[[ DATA open ]]

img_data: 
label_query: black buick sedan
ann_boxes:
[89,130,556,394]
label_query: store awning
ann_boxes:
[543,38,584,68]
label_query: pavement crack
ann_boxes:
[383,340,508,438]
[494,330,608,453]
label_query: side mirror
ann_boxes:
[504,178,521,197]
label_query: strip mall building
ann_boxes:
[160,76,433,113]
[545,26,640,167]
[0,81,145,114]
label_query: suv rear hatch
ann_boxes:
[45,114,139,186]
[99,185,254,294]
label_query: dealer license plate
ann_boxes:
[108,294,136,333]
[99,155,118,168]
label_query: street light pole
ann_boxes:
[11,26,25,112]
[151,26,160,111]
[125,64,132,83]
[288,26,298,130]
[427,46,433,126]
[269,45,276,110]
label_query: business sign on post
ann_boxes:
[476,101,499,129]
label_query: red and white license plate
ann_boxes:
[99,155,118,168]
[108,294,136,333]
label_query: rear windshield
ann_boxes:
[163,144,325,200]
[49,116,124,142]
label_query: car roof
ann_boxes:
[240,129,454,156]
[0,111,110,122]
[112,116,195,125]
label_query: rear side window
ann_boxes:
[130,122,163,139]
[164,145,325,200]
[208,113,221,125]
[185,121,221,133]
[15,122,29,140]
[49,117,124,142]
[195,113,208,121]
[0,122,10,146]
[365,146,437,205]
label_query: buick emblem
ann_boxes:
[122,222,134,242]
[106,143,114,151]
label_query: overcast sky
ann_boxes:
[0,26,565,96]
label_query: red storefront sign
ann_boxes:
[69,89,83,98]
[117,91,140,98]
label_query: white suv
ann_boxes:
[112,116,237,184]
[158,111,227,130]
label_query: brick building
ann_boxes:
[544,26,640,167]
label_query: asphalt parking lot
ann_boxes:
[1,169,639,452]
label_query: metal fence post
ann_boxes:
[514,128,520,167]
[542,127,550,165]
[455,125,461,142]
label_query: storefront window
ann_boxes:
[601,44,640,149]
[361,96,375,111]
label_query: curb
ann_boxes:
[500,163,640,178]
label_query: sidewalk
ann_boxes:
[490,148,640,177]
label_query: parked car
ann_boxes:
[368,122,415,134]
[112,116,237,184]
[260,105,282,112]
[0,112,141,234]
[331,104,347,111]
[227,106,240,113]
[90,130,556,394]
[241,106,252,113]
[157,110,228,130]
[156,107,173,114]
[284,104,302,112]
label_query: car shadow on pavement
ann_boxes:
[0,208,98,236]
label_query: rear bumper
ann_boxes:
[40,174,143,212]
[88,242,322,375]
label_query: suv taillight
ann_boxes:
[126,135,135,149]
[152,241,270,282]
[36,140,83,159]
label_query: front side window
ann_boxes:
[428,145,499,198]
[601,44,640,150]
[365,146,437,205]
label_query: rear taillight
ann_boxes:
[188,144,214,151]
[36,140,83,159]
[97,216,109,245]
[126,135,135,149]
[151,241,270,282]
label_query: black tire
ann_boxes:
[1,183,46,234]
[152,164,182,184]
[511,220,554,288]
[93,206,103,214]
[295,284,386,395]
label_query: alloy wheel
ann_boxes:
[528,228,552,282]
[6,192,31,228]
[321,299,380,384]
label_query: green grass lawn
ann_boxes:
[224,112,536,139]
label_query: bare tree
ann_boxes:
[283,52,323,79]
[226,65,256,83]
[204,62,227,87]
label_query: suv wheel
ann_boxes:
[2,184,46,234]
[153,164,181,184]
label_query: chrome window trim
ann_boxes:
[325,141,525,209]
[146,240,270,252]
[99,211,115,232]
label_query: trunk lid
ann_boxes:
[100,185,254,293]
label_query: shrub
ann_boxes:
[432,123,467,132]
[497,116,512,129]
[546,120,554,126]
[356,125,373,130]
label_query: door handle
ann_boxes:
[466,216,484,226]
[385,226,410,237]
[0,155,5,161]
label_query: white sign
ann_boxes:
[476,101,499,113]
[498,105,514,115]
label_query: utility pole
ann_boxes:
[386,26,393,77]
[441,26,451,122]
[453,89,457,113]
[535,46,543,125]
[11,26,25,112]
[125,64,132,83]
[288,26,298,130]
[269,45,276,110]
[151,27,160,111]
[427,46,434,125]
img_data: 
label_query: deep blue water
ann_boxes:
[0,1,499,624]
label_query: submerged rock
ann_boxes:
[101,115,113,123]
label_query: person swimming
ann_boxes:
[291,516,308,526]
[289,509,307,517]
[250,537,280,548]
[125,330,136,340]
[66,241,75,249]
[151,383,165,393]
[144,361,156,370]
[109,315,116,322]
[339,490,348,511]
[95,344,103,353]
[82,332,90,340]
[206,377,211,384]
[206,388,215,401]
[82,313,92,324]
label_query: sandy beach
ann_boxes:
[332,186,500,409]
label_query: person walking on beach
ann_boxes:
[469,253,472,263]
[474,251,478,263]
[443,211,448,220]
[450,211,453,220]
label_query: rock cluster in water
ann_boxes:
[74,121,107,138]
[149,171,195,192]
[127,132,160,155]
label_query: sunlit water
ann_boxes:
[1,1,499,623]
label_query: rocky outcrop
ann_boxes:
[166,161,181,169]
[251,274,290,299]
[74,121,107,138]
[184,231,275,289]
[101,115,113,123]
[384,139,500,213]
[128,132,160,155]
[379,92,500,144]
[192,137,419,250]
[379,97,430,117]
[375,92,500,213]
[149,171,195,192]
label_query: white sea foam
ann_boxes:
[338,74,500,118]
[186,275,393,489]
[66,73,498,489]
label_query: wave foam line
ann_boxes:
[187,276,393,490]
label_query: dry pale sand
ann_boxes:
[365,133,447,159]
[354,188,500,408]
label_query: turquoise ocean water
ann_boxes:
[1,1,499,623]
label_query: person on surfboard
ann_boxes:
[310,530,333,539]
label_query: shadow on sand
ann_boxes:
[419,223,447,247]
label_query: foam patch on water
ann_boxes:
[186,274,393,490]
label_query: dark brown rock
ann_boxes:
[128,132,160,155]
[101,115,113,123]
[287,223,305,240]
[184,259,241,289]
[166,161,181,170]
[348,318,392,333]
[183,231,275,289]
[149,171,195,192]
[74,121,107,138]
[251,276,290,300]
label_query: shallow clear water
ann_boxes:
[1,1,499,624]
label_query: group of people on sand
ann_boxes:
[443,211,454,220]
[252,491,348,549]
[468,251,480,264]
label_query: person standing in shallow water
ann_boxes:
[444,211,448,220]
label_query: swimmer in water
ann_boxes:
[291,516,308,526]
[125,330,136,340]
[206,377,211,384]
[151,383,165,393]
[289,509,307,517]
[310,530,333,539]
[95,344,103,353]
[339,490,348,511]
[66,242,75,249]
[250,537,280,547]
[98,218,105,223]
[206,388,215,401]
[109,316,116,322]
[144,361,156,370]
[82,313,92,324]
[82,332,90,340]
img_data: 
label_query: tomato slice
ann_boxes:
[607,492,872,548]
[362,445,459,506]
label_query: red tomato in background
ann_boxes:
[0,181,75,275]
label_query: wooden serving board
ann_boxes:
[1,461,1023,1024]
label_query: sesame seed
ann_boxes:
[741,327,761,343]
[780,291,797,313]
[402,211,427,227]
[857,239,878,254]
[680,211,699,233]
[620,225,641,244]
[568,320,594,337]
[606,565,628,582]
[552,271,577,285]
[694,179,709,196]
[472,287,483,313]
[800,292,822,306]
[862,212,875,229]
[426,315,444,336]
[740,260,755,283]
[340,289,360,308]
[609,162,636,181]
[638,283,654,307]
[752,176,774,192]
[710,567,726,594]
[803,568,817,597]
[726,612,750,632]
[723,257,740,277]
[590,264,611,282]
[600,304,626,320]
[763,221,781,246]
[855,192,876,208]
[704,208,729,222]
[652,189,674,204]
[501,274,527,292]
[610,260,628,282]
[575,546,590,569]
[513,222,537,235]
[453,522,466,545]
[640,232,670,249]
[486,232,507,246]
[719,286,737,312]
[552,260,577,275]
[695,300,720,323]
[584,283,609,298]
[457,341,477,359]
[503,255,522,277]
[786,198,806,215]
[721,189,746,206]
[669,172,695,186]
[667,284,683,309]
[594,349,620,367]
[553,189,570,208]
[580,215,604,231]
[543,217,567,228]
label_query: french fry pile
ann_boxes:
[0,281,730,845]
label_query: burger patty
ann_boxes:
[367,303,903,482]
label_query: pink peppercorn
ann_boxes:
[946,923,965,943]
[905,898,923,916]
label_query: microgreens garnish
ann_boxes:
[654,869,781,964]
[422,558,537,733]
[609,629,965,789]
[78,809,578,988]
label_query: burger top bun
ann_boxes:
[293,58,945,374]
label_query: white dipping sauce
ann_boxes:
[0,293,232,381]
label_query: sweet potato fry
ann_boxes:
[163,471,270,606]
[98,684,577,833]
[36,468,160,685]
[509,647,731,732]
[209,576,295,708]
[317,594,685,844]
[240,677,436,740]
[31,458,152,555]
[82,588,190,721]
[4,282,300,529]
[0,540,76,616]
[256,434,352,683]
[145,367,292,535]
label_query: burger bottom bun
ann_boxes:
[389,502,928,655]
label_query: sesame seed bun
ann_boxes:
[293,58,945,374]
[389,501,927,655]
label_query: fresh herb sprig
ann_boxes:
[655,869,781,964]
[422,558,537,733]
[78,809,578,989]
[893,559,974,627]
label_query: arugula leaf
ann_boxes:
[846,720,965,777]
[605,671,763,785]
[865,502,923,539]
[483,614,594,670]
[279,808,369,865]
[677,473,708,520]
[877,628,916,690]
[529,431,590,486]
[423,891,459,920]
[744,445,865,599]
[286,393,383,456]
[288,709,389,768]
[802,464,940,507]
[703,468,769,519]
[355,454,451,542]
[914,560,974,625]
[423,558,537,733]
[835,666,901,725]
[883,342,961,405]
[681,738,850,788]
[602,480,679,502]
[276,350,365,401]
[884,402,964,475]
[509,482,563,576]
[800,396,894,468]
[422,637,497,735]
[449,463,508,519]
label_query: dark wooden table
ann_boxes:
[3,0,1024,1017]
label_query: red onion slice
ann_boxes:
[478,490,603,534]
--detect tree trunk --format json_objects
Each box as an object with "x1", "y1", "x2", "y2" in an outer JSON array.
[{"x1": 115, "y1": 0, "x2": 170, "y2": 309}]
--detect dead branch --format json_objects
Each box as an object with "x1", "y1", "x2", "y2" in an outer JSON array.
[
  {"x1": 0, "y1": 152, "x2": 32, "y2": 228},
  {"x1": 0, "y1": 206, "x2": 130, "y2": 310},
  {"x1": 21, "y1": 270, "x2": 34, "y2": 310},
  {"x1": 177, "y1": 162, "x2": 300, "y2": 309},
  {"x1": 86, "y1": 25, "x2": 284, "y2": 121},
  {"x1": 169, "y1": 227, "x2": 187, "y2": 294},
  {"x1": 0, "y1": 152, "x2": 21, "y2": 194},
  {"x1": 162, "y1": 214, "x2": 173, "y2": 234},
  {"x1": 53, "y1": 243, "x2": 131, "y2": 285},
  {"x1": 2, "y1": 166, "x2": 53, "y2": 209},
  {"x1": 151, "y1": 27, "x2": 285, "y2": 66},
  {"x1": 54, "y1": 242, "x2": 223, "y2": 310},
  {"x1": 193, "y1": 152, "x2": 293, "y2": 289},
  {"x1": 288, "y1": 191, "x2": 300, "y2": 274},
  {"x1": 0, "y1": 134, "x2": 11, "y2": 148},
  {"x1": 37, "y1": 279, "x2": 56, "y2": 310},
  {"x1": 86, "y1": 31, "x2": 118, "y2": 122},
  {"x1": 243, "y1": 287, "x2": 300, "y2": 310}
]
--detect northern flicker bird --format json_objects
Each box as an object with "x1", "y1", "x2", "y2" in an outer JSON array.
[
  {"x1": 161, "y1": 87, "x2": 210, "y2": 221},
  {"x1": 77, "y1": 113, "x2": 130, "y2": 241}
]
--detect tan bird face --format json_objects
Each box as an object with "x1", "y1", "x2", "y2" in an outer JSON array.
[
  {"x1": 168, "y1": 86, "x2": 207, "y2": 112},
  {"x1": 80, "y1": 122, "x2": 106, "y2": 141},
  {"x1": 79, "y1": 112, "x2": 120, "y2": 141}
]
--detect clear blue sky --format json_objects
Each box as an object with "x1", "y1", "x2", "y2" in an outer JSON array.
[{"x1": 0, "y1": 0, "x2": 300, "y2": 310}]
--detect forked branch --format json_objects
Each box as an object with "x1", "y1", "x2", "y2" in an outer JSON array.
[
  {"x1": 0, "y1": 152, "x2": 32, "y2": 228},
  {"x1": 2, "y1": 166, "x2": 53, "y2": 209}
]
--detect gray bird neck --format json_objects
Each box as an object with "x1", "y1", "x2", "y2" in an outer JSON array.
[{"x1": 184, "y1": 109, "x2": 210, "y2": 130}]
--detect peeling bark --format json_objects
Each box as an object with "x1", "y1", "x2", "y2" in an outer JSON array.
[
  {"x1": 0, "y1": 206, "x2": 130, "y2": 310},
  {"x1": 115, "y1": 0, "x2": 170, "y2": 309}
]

[[ DATA closed ]]

◆ **TASK INSTRUCTIONS**:
Whenever a line in the material above holds the string "water", copy that line in full.

◆ **TASK SOLUTION**:
label_query: deep blue water
label_query: rock cluster in water
label_query: sunlit water
label_query: turquoise ocean water
label_query: foam patch on water
label_query: shallow clear water
label_query: person standing in shallow water
label_query: swimmer in water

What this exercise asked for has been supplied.